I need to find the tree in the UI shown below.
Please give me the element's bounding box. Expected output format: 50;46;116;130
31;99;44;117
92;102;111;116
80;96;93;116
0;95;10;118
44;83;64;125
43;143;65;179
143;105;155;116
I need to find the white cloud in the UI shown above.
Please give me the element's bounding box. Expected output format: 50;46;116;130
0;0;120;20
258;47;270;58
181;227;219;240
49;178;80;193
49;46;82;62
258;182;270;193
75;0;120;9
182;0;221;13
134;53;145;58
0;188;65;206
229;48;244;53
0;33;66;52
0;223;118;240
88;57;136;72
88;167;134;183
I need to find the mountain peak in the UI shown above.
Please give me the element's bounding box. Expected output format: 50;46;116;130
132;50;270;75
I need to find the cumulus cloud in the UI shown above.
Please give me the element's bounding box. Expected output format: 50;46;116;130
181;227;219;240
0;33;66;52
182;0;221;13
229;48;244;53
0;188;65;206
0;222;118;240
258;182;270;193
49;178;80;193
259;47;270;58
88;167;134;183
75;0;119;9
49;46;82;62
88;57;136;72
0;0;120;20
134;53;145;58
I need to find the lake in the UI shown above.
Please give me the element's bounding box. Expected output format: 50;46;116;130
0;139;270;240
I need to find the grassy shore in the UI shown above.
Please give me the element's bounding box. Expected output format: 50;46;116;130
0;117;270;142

-*-

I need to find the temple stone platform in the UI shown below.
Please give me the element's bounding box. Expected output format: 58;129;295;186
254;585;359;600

-*-

**JOB**
Rewrite the part of the entries that opens with the line containing "I need to find the lake" and closes with the line containing "0;117;270;142", changing "grassy shore" to "sandy beach" and leaving everything else as it is.

**OUTPUT**
I need to find the lake in the UI shown above.
Please give me the element's bounding box. Expected output format: 50;46;116;130
0;139;270;240
I need to find the sandy beach in the UI shown above.
Please give me the element's bounding box. Expected output format: 50;46;116;130
0;117;270;142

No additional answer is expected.